Task set:
• a. Condense the paragraph in the Wikipedia API tutorial beginning "This article directly follows" into a shorter version that keeps its main facts.
• b. Write the next part of the Wikipedia API tutorial, picking up right after its list of key-value pairs.

Document text:
+===+

Exploring Wikipedia's API via Python

This article directly follows "Exploring the Wikipedia JSON API", except that instead of viewing the Wikipedia API via the web browser (i.e. via human-friendly graphical means), it demonstrates how to do the same thing in Python code. If "doing the same thing, but in Python (or in any programming language)" sounds like masochism, it's because it is masochism. So this guide will also cover how to leverage loops and functions to do efficient, scalable data mining, which is generally the main purpose of programming.

If you are relatively new to Python/programming, please start with this guide: An introduction to data serialization and Python Requests, which covers basic usage of the Python Requests library, as well as fundamental programming concepts, such as serializing data structures into text (i.e. JSON text files).

You should read that guide if the following makes no sense to you:

import requests
resp = requests.get("http://en.wikipedia.org/w/api.php?action=query&prop=info&format=json&titles=Hello")
print(resp.status_code)   #  200
print(resp.json())

Result of print(resp.json()):

{
  "query": {
    "pages": {
      "6710844": {
        "pageid": 6710844,
        "ns": 0,
        "title": "Hello",
        "contentmodel": "wikitext",
        "pagelanguage": "en",
        "touched": "2015-04-03T08:34:32Z",
        "lastrevid": 654750689,
        "length": 16607
      }
    }
  }
}

Reviewing the components of a Wikipedia API request

Recall the URL to get the basic info for the Stanford University Wikipedia page as a JSON object:

http://en.wikipedia.org/w/api.php?action=query&prop=info&format=json&titles=Stanford%20University

And recall the components of that URL:

Base endpoint:

http://en.wikipedia.org/w/api.php?

Key-value attribute pairs:

  • action=query
  • prop=info
  • format=json
  • titles=Stanford%20University (%20 is how a space character is represented in a URL)

+===+

Record list:
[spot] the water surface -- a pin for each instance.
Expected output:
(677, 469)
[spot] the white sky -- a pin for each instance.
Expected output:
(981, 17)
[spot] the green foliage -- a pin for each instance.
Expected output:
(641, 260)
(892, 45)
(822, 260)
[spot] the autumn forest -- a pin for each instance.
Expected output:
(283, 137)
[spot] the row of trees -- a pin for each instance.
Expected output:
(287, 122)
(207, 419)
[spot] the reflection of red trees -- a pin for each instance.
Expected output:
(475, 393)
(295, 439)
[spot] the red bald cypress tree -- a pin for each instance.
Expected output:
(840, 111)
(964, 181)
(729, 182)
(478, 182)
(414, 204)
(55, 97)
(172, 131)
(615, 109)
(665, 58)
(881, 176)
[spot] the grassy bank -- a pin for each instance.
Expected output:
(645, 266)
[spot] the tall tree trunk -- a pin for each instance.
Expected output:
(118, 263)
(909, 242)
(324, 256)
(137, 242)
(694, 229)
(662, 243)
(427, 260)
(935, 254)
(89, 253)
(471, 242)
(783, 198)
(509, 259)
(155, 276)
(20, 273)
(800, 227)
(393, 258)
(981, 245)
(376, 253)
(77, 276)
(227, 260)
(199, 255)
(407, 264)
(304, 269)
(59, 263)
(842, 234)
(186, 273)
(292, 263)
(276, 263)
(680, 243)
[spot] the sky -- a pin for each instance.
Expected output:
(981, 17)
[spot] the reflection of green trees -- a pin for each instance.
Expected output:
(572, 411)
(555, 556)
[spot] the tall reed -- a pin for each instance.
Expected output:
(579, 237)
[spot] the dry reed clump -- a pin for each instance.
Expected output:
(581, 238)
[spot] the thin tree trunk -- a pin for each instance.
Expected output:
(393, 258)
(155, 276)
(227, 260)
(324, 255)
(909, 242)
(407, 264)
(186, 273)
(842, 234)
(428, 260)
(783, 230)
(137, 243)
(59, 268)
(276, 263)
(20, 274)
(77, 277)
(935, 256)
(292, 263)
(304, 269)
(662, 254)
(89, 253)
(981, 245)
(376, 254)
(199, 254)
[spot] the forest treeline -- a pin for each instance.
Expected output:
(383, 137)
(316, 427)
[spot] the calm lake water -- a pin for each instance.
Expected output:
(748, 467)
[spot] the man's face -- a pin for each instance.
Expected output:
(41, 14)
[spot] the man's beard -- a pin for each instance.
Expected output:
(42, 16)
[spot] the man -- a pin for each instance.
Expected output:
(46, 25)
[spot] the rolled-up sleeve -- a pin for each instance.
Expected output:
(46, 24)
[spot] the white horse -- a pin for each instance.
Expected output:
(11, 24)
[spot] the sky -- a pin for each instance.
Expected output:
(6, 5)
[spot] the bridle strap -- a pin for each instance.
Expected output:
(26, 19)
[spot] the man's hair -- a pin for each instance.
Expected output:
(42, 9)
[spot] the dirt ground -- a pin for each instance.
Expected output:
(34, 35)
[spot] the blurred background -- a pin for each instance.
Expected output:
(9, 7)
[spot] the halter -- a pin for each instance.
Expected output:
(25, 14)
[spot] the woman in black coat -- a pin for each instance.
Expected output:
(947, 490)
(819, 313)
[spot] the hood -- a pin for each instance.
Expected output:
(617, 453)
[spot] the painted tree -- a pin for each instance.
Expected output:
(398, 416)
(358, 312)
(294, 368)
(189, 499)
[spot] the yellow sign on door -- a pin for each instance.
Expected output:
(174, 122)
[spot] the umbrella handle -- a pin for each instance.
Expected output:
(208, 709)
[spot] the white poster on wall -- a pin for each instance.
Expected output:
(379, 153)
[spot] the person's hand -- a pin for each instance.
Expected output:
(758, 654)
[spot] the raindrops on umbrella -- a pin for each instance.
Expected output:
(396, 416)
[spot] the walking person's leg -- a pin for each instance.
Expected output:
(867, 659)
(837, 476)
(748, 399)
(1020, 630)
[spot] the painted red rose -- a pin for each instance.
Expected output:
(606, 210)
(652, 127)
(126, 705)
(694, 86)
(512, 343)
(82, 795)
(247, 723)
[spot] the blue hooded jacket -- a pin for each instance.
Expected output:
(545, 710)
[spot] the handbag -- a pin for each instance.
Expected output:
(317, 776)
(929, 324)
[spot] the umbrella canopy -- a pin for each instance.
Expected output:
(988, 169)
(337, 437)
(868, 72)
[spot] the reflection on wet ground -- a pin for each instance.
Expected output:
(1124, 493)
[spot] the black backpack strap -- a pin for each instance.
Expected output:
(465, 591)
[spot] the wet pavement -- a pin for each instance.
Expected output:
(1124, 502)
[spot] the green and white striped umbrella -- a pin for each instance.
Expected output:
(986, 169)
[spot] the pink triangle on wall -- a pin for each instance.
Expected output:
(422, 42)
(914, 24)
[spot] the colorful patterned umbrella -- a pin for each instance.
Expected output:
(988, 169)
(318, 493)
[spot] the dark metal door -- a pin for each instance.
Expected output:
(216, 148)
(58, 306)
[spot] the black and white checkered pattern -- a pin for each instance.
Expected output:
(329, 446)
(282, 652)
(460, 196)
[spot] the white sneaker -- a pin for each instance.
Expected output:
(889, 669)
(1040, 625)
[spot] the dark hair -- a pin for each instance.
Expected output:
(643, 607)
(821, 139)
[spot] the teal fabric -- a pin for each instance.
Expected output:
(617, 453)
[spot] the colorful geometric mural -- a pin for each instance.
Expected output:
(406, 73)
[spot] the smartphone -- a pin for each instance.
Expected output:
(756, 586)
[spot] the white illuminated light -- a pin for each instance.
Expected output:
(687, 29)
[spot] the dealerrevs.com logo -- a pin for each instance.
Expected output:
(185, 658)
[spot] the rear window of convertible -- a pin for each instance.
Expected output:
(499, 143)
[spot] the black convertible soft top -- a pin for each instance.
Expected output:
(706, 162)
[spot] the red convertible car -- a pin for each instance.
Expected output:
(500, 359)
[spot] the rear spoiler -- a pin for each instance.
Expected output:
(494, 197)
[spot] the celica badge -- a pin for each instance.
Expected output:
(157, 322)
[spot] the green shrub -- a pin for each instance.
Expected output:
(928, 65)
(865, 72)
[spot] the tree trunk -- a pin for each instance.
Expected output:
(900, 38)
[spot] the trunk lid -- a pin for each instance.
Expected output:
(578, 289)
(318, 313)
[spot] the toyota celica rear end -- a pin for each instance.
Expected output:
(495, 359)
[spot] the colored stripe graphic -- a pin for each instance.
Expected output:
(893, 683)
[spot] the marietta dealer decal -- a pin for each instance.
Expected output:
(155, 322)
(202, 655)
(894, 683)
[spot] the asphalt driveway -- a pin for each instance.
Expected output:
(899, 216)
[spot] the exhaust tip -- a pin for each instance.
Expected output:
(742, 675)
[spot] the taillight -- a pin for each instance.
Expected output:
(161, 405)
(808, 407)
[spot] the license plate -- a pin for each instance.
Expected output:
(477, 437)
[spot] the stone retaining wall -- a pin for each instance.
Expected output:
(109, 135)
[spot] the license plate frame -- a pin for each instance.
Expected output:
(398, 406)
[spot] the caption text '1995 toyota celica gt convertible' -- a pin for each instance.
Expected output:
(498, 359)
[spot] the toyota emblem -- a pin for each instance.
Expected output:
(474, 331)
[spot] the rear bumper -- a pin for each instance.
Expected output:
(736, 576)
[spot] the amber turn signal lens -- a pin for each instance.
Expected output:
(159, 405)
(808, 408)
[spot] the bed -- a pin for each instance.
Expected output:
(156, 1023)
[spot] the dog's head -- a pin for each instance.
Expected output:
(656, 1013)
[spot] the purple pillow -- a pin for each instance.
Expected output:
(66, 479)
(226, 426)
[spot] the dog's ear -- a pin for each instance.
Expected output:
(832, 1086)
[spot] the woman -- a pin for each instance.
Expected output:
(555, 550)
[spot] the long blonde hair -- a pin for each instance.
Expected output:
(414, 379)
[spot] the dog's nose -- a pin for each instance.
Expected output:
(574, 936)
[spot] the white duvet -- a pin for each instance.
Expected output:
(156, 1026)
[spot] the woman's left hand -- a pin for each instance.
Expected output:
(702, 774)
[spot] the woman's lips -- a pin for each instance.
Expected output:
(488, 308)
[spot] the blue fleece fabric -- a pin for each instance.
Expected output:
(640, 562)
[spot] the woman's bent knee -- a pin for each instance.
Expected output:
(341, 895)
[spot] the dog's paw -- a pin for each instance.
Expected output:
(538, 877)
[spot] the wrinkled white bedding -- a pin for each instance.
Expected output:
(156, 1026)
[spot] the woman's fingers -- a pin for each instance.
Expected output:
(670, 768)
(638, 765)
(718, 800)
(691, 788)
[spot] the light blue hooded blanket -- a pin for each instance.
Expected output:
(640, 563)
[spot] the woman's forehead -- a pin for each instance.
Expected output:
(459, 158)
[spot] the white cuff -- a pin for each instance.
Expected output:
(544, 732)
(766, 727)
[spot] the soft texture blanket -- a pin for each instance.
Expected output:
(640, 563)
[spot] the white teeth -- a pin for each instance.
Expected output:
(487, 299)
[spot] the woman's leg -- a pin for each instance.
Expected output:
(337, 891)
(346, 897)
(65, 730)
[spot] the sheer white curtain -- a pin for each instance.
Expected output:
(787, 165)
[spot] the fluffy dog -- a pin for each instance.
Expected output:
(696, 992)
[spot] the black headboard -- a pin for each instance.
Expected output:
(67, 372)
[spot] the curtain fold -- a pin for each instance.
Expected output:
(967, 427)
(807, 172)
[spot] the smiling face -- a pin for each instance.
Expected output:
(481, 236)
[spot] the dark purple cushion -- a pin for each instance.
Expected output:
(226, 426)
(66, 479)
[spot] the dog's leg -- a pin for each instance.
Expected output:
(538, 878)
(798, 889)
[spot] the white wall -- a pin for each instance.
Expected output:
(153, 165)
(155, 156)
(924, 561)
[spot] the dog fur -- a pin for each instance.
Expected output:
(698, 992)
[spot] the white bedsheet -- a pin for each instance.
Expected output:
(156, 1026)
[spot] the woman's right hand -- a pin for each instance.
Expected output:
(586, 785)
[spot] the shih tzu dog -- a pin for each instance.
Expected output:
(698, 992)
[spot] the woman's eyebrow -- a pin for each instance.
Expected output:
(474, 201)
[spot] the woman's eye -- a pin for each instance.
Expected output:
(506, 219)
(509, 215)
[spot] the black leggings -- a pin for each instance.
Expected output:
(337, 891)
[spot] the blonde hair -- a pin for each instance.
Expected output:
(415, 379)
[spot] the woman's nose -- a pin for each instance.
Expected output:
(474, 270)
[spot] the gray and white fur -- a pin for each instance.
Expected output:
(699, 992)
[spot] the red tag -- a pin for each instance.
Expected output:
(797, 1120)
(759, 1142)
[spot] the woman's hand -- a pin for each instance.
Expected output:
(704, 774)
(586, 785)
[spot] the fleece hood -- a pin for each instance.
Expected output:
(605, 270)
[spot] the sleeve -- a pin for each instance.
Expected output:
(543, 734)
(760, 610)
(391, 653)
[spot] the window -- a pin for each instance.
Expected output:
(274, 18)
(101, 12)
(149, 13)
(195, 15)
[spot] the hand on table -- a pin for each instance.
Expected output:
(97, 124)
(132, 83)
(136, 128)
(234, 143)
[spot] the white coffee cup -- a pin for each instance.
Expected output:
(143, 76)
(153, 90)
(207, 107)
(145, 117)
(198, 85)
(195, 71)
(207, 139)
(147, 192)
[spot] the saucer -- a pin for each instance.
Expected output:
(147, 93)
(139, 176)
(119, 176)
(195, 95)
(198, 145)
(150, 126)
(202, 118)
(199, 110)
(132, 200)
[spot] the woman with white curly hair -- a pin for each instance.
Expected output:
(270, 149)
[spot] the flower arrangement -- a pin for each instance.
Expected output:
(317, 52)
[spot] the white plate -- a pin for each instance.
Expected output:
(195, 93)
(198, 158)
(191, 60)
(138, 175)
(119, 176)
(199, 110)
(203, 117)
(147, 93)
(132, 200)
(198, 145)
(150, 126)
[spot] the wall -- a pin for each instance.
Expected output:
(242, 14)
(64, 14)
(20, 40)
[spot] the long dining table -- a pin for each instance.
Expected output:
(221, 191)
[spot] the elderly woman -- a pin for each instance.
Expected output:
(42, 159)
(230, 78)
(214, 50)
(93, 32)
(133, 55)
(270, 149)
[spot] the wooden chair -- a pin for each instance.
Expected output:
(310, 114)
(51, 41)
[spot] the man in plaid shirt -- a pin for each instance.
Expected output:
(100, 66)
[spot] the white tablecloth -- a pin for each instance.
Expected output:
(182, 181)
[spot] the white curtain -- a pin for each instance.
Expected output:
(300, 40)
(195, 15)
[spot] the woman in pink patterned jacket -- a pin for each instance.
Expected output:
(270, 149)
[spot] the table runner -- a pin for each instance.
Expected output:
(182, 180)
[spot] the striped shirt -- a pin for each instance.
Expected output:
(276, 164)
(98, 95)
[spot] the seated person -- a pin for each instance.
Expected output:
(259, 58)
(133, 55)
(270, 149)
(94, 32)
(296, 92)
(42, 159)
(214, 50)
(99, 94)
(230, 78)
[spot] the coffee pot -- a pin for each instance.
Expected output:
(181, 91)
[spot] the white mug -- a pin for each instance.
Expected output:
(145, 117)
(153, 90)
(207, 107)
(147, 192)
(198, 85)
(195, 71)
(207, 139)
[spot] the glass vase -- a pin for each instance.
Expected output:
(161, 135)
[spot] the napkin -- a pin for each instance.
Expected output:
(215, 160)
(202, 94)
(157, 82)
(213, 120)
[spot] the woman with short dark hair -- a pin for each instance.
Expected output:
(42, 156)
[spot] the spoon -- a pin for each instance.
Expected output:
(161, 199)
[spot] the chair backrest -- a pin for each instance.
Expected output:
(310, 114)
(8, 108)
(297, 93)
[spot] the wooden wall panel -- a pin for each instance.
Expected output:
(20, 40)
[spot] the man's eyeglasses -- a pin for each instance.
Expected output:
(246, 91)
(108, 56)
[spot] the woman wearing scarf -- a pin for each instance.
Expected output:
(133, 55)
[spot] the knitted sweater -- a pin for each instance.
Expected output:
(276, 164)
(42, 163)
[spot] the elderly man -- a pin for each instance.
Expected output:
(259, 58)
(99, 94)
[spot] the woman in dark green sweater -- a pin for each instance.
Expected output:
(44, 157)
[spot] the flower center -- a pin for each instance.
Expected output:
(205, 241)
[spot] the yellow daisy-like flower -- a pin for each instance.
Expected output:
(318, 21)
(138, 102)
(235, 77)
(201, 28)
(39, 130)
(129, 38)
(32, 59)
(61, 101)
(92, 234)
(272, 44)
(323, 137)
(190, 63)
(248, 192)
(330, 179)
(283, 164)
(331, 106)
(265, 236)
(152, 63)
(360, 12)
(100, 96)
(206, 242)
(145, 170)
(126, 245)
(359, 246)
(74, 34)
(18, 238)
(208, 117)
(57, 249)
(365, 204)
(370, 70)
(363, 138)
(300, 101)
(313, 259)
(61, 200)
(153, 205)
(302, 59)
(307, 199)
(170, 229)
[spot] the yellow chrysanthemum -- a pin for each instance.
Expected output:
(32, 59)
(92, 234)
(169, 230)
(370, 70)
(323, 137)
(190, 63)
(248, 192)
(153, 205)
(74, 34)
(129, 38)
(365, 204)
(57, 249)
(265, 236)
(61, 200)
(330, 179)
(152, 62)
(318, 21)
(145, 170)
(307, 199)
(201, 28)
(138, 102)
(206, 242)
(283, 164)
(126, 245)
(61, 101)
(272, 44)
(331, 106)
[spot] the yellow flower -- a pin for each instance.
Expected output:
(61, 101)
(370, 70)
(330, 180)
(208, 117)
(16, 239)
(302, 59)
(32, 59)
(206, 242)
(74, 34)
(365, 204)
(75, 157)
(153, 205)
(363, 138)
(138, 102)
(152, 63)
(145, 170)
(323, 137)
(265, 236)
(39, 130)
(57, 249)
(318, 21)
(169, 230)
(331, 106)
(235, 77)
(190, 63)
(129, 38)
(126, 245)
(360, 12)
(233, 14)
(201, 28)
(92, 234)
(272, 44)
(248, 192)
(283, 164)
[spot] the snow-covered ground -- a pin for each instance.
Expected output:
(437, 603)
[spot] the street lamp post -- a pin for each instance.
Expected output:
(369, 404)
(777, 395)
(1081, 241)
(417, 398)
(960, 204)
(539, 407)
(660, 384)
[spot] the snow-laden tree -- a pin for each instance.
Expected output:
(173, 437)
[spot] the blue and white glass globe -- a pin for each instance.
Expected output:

+===+

The results:
• a. This article continues "Exploring the Wikipedia JSON API." Instead of using the web browser, it does the same work in Python code. Repeating that work in code alone would be masochism, so the guide also shows how to use loops and functions for efficient, scalable data mining, which is generally the main purpose of programming.

• b.
If writing out this out seemed painfully tedious and hard on the eyes, you're right: that's why API stands for application programming interface. It's not meant for humans to read or to write, but it's relatively easy for a program to consume.

Turning a Python dictionary into a URL

The most immediate annoyance of accessing the Wikipedia Query API is writing out all of those key-value pairs in the URL, i.e.

  ?action=query&prop=info&format=json&titles=Stanford%20University

One nice feature of the Requests library is that these attributes can be represented as a Python dictionary. In the following example, I'm showing how each key-pair in the dictionary corresponds to the URL string:

my_atts = {}
my_atts['action'] = 'query'  # action=query
my_atts['prop'] = 'info'     # prop=info
my_atts['format'] = 'json'   # format=json
my_atts['titles'] = 'Stanford University' # titles=Stanford%20University
print(my_atts)

The resulting dictionary:

{
  "titles": "Stanford University",
  "prop": "info",
  "action": "query",
  "format": "json"
}

One thing to note: In the dictionary, I pass the string value of "Stanford University" to the titles key, instead of "Stanford%20University – the Requests library will take care of that conversion for us later.

Passing parameters in URLs

Recall that the basic usage of the Requests get method looks like this:

import requests
url = 'http://en.wikipedia.org/w/api.php?action=query&prop=info&format=json&titles=Stanford%20University'
resp = requests.get(url)
data = resp.json()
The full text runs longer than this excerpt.